The all-time low was the dubious contract that ushered in Coach Gernot Rohr that neither saw anything good in the local players nor the need to groom that downstream sector of Nigerian football. His appointment was a miserable error and administrative blunder that should not have been. It is not consoling that the same NFF has immediately appointed another foreign coach, who will be in Cameroun only to watch the team that is currently headed by an interim manager, Augustine Eguavoen! Succeed or fail, Eguavoen who led the same Super Eagles to bronze medal finish in Egypt 2006 ceases to be the coach after this AFCON.
Unfortunately too, the age-long indiscipline among foreign stars has also continued to fester in the build up to this AFCON. Neither NFF nor the coaching crew has shown more than feeble grip on the foreign-based players that apparently share a poor sense of nationhood. Ideally, donning the national colours should elicit a sense of pride that outweighs add-on benefits. Nigerians have not seen such commitment among these footballers. The Nigerian camp opened late December, ahead of the tourney that starts on January 9.
The Federal Government, through the Ministry of Sports and Youth Development, should demand better results from the NFF and sports federations generally. Enough of self-centered journeymen in sports that have no programme whatsoever for growth. Assembling a cabin-full of government officials to cheer an unprepared team up is not the cure to the administrative malaise.
No amount of jamboree will recompense for the national team’s failure to prepare. Nigerian sports are down generally, especially smarting from the disgraceful outing at the Olympics last year. It is time to rebuild from the scratch and for sustainability for the sake of sports loving Nigerians that deserve a lot more. Ideally, sports administrators must focus more on developing the sport than just representation at competition finals. There should be more to Nigerian football than qualifying for World Cups and making up the numbers with foreign-based talents. The sport should nurture the Nigerian youths and from the grassroots.

********************

**Brief 1**
Output the part of the editorial on Nigerian football from "The all-time low" to "after this AFCON.".
**Brief 2**
In the editorial on Nigerian football, who led the Super Eagles to a bronze medal finish in Egypt 2006?
**Brief 3**
Take the editorial on Nigerian football further, starting after its last sentence.
These lines are separate from the editorial on Nigerian football.

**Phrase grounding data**
********************

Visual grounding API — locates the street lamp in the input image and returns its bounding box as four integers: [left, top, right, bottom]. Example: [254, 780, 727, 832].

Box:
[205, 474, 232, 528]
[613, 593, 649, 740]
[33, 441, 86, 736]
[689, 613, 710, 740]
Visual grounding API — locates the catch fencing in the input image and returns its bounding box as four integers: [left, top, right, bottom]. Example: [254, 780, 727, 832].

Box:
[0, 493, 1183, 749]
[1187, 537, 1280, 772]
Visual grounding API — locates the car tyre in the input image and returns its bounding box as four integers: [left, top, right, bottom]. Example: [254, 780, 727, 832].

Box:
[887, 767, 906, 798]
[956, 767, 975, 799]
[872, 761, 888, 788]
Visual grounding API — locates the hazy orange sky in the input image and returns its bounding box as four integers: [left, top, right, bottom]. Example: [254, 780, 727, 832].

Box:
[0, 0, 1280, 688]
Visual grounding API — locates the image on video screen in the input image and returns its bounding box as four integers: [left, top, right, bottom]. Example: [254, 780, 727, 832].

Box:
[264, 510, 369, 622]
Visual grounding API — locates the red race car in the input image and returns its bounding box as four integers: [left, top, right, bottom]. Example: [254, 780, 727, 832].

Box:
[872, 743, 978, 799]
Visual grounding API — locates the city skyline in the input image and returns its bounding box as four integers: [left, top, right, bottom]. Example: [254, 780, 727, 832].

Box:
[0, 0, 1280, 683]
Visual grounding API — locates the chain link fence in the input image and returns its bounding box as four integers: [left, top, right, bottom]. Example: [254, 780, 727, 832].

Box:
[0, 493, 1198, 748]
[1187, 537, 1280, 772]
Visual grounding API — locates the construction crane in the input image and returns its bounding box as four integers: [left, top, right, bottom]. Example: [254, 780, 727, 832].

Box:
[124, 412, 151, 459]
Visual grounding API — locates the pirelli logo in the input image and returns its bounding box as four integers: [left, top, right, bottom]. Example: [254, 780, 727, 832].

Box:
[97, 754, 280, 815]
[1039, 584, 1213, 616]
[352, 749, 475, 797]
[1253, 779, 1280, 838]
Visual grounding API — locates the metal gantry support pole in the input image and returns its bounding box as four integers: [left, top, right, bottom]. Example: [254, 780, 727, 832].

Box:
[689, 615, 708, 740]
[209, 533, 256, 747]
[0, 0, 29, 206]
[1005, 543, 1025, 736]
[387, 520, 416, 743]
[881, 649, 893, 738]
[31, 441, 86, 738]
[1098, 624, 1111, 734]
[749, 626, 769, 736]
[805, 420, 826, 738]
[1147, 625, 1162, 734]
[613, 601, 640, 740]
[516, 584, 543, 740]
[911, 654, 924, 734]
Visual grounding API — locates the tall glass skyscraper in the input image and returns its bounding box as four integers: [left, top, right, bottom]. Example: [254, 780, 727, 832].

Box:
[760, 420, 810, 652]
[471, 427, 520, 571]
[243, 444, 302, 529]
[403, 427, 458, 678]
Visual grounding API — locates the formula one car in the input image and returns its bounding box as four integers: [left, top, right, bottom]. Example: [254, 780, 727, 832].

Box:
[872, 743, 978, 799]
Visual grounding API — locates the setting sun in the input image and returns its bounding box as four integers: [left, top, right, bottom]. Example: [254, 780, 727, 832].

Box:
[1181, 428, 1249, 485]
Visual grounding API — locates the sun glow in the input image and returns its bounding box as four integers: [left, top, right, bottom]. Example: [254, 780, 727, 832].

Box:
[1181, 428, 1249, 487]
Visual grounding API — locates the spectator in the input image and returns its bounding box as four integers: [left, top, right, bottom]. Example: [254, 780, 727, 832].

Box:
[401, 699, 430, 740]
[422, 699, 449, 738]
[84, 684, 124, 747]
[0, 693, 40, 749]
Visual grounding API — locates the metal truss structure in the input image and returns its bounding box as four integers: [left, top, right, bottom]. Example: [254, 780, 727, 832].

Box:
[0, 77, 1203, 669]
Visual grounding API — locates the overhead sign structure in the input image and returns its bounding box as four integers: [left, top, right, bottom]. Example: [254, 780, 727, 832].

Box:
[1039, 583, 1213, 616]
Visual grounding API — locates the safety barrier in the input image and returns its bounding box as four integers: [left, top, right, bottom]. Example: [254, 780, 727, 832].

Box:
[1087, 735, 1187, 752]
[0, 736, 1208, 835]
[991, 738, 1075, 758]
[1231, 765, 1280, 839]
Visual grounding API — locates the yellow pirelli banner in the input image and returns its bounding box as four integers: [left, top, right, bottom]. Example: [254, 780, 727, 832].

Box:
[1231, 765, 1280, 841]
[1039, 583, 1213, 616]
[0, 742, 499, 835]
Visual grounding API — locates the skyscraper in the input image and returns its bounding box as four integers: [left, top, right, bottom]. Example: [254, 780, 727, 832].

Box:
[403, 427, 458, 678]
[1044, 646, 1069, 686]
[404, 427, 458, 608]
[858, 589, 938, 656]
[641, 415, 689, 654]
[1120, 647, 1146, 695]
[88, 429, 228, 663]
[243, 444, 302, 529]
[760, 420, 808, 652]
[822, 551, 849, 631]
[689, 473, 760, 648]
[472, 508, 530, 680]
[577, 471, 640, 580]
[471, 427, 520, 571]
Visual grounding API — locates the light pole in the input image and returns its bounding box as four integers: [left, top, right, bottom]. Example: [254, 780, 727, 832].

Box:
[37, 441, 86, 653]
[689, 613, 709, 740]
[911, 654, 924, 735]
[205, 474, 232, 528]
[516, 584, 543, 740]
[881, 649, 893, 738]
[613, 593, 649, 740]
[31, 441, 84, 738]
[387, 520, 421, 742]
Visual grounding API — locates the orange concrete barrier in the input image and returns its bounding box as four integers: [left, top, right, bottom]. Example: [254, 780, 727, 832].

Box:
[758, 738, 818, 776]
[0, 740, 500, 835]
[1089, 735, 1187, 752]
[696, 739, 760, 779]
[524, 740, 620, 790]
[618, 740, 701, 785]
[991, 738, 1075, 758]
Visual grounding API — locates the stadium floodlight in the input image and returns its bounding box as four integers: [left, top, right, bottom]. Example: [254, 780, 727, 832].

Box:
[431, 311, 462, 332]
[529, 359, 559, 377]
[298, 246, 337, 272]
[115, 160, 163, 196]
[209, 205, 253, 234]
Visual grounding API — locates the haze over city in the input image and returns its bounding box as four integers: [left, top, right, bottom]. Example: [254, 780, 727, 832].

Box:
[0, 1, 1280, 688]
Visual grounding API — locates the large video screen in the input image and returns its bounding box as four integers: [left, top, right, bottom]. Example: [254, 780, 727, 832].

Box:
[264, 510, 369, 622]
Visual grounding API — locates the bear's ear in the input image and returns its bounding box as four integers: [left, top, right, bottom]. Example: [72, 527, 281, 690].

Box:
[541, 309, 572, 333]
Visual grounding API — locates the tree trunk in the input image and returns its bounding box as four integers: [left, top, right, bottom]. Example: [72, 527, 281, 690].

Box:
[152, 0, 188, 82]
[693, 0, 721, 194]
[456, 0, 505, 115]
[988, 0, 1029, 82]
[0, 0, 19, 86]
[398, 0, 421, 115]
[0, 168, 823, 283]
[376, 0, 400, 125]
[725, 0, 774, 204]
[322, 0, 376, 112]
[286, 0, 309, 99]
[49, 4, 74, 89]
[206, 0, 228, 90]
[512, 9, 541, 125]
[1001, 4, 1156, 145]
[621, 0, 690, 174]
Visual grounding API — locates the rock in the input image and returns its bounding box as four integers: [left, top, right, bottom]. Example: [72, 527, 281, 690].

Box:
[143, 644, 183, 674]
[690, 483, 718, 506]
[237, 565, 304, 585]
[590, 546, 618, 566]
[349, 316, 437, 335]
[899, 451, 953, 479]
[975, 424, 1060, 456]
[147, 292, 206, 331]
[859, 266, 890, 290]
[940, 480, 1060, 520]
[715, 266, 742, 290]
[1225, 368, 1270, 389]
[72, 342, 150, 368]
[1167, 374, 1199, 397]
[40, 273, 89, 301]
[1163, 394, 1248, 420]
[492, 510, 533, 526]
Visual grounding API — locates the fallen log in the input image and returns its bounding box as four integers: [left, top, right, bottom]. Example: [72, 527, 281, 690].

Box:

********************

**Final answer 1**
The all-time low was the dubious contract that ushered in Coach Gernot Rohr that neither saw anything good in the local players nor the need to groom that downstream sector of Nigerian football. His appointment was a miserable error and administrative blunder that should not have been. It is not consoling that the same NFF has immediately appointed another foreign coach, who will be in Cameroun only to watch the team that is currently headed by an interim manager, Augustine Eguavoen! Succeed or fail, Eguavoen who led the same Super Eagles to bronze medal finish in Egypt 2006 ceases to be the coach after this AFCON.

**Final answer 2**
Augustine Eguavoen

**Final answer 3**
By and large, it is an unusual tournament in a pandemic ravaged period. The Confederation of African Football (CAF) and the world governing body for football (FIFA) were divided on what to do with the competition. Foreign leagues, at the peak of the season, were unwilling to release their African star players for continental assignments. English Premier League (EPL) clubs only permitted players too late, while some did not, for some clever reasons. Positive COVID-19 test results have already ruled out some ace players and more should be expected as the games wore on.
But the Super Eagles still has a fighting chance at this rescheduled finals, given the general slur in preparation and COVID-19 effects on the entire tournament. Besides, the Nigerian resilience in the face of odds has, in the past, produced wonderful outcomes from seeming sloppy preparation and low rating. Can the Eagles reproduce this resilience and hunger in Cameroun? The Eagles have only themselves to fear, against this background. Certainly, the winner will be the team that is lucky enough off the pitch and wants it the most in the field of play. Today’s match, and the next two encounters, will show whether the Super Eagles can justify any meaningful expectations from Nigerians.